_Exercise_
Copy out verbatim the lines of the records starting at the line containing "like point(47, 50)." and ending at the line containing "point(374, 98)", with both end lines included.

_Data in this exercise_

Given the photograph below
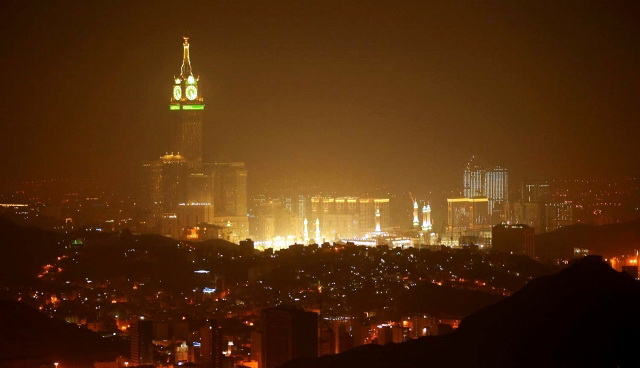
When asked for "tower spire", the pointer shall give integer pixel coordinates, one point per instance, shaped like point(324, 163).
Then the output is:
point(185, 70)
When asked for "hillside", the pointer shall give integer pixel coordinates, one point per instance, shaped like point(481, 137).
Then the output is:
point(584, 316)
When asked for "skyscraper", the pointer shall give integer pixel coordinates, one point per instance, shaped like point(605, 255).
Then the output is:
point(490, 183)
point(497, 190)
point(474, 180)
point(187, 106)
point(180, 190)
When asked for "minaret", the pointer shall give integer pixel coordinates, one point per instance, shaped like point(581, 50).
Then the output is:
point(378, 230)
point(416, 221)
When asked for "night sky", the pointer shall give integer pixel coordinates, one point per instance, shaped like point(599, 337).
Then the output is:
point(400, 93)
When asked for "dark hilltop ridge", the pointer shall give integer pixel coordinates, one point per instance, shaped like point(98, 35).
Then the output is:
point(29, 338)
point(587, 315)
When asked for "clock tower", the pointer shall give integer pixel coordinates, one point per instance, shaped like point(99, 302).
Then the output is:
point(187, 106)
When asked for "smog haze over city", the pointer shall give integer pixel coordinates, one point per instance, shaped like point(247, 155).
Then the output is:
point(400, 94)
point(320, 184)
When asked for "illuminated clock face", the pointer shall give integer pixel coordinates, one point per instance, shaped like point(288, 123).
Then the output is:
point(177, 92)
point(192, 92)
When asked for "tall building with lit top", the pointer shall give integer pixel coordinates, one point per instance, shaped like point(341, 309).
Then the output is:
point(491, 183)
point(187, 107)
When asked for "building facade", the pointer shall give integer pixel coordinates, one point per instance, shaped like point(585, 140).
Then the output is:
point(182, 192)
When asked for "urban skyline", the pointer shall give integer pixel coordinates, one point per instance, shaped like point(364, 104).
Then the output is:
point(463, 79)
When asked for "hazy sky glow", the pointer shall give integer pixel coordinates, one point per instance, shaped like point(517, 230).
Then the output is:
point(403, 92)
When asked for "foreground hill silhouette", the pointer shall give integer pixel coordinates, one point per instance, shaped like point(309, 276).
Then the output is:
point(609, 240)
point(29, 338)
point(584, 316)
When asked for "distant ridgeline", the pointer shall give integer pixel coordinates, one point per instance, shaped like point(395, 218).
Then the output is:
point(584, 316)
==
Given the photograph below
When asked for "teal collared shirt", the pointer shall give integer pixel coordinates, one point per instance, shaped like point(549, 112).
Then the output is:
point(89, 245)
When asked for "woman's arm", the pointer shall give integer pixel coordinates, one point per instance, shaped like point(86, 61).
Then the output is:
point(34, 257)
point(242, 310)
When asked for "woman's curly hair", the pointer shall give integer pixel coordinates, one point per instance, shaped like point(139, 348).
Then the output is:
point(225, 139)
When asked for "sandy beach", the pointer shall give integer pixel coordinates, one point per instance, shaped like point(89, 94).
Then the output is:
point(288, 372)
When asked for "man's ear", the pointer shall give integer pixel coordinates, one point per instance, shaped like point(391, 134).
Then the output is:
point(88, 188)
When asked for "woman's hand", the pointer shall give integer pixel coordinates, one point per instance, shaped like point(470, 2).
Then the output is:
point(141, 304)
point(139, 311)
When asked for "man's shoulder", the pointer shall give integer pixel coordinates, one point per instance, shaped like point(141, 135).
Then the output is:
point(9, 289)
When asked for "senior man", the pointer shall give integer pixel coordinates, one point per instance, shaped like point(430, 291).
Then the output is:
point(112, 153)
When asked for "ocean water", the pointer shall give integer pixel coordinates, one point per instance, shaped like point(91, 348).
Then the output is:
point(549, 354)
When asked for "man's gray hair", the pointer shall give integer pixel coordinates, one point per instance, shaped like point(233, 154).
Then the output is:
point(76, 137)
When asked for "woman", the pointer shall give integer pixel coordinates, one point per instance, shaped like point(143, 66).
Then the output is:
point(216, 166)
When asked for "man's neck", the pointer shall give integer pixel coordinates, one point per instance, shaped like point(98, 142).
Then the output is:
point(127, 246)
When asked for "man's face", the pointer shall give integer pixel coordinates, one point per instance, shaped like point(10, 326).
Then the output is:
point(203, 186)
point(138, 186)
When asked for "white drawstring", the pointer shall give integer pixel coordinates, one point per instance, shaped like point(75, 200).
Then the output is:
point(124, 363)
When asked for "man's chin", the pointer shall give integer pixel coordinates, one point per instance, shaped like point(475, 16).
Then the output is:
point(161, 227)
---
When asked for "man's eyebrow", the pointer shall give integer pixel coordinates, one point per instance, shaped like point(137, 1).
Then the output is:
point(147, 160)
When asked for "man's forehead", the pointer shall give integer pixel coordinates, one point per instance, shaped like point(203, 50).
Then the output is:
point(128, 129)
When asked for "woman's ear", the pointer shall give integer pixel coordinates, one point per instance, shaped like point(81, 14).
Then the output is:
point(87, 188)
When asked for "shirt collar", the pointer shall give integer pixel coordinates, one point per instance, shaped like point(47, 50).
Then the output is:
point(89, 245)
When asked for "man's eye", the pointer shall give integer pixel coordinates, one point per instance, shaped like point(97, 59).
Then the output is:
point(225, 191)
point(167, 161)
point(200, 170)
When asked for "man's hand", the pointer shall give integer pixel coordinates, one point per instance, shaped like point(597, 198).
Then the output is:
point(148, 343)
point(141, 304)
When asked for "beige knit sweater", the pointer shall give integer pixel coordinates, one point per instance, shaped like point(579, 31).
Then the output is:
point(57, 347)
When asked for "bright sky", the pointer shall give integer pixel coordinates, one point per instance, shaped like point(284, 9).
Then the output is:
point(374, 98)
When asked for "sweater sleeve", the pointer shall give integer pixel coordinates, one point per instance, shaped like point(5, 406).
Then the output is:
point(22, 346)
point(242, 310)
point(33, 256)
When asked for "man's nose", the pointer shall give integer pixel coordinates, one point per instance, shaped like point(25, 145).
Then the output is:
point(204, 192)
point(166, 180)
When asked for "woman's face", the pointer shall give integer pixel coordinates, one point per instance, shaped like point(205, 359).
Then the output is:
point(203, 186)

_Task answer_
When asked for "shirt collar", the pointer shall give integer pixel coordinates, one point per instance, shaped like point(47, 50).
Then the output is:
point(89, 245)
When asked for "man's eye", the pointer shall give integer pixel coordinates, one point per instance, shaped like point(97, 59).
Then the output is:
point(225, 191)
point(167, 161)
point(200, 170)
When asked for "man's hand", the pointer shall give integer pixel coordinates, one point per instance, shaped like point(597, 198).
Then the output is:
point(148, 343)
point(141, 304)
When asked for "beige knit sweater", the pointer shall give integer pixel coordinates, one point per instance, shaped like point(579, 31).
Then the output is:
point(57, 347)
When asked for "bright sky", the pointer shall give integer pixel coordinates, one point per instance, shaped like point(284, 9).
Then the output is:
point(374, 98)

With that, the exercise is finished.